SHORT TASK:
Please write out exactly the lines that begin at the line containing "Phrase -- wicker basket" and run to the end of the records.

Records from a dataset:
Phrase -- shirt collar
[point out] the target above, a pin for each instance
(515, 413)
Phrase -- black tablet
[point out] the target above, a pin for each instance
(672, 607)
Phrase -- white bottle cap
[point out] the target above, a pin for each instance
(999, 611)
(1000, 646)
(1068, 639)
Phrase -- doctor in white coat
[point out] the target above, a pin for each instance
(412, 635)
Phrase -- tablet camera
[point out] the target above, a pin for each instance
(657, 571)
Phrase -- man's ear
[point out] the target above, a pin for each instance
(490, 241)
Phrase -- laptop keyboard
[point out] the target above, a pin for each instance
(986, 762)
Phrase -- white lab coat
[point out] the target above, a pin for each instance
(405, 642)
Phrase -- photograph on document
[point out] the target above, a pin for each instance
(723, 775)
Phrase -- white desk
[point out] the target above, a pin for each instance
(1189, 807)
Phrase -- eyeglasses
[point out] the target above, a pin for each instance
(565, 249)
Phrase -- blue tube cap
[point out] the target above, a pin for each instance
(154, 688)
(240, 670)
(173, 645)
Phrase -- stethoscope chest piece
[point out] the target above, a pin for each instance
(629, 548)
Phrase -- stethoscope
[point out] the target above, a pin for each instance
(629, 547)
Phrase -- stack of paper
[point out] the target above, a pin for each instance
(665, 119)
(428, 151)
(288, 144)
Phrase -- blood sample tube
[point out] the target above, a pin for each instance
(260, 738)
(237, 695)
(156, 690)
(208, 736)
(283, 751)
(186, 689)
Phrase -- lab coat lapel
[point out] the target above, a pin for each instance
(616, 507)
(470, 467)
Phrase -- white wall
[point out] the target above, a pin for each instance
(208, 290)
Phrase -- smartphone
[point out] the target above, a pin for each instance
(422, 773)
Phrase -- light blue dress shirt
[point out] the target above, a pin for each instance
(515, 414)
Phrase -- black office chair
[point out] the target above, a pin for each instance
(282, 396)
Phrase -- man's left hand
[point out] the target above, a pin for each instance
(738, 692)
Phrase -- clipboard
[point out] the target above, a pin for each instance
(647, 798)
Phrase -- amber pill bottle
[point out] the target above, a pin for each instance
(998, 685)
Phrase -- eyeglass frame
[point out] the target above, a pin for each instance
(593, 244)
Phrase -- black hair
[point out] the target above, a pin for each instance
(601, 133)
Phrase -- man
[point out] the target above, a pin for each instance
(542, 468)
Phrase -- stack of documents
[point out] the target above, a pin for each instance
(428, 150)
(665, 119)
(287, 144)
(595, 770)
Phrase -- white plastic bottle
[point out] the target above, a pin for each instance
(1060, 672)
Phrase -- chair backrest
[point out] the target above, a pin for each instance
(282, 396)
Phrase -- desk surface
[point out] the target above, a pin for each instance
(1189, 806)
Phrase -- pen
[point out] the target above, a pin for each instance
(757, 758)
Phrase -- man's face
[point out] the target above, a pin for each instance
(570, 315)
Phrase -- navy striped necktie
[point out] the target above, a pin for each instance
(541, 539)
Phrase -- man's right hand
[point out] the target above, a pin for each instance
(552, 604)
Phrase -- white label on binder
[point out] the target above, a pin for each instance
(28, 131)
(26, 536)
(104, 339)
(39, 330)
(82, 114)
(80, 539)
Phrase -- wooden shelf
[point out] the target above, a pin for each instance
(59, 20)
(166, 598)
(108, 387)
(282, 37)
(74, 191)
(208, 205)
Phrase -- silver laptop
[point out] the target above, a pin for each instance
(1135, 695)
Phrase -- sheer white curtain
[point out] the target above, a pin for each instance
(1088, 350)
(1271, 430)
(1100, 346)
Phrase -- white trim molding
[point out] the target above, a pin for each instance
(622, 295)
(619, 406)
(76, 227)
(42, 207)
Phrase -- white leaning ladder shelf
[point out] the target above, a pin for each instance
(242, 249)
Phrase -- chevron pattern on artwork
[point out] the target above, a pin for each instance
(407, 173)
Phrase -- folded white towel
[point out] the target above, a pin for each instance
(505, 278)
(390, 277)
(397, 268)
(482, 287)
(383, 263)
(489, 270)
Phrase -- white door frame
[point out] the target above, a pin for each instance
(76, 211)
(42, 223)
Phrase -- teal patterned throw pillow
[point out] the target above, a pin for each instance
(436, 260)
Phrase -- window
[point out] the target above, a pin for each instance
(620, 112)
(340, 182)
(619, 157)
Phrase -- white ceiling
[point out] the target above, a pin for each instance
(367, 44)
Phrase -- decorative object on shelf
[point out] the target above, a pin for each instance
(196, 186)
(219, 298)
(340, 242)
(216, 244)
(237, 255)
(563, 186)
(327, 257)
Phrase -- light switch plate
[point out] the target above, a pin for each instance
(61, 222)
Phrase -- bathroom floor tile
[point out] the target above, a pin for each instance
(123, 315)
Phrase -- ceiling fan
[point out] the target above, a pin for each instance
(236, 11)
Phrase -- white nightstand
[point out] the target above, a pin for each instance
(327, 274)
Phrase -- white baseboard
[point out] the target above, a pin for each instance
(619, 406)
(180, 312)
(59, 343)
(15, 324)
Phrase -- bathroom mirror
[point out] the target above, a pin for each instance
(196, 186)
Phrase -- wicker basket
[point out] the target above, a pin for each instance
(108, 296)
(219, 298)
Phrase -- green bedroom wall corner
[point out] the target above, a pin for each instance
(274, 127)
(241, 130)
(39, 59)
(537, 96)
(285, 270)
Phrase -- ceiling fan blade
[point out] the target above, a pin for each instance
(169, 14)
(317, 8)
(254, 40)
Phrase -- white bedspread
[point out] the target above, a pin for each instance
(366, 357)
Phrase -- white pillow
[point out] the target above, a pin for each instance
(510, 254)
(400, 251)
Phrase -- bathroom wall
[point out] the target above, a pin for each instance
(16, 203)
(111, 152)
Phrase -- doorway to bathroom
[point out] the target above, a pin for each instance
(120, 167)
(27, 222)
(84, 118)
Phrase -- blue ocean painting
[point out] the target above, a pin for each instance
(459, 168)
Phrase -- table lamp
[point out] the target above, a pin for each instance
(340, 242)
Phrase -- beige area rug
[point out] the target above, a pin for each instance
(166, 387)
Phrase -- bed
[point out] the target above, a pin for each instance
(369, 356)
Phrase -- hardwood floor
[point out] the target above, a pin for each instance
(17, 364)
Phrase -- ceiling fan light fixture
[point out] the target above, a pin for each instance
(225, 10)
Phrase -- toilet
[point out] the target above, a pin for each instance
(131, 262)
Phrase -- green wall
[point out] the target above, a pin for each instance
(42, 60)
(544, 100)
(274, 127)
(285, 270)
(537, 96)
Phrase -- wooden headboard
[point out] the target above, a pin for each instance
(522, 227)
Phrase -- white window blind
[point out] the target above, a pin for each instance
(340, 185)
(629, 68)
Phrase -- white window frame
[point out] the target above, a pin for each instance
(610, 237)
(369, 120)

RESPONSE:
Phrase -- wicker basket
[point out] the target above, a pin for each instance
(108, 296)
(219, 298)
Phrase -- green bedroom wall corner
[point out] the target above, a pin for each instance
(274, 127)
(241, 130)
(39, 59)
(537, 96)
(285, 270)
Phrase -- ceiling fan blade
[point out] the target above, a pin for each instance
(169, 14)
(317, 8)
(254, 40)
Phrase -- white bedspread
[point out] the target above, a pin for each instance
(366, 357)
Phrase -- white pillow
[point out] the target above, a pin for each instance
(510, 254)
(400, 251)
Phrase -- bathroom wall
[point out] the target above, a pin for each instance
(16, 203)
(111, 152)
Phrase -- doorway to bathroom
[point out] the target above, a pin for each instance
(120, 167)
(27, 222)
(84, 118)
Phrase -- blue ocean painting
[point out] the target above, a pin for each instance
(459, 168)
Phrase -- table lamp
[point out] the target above, a pin for each instance
(340, 242)
Phrase -- beige area rug
[point out] the target above, a pin for each instance
(166, 387)
Phrase -- bed
[point out] the target above, a pin for each instance
(369, 356)
Phrase -- hardwood floor
[point out] the target above, a pin for each instance
(17, 364)
Phrase -- ceiling fan light fixture
[point out] the target above, a pin for each instance
(225, 10)
Phrase -- toilet
[point out] the target above, a pin for each instance
(131, 262)
Phrase -- green wall
[point out] the target above, a pin for each instance
(42, 60)
(544, 100)
(274, 127)
(285, 270)
(537, 96)
Phrase -- wooden headboard
[point out] the target above, a pin for each instance
(522, 227)
Phrase -- white window blind
[point out] the target above, a pin for each instance
(340, 185)
(629, 68)
Phrase -- white window frame
[point out] the target above, a pin for each instance
(610, 237)
(369, 120)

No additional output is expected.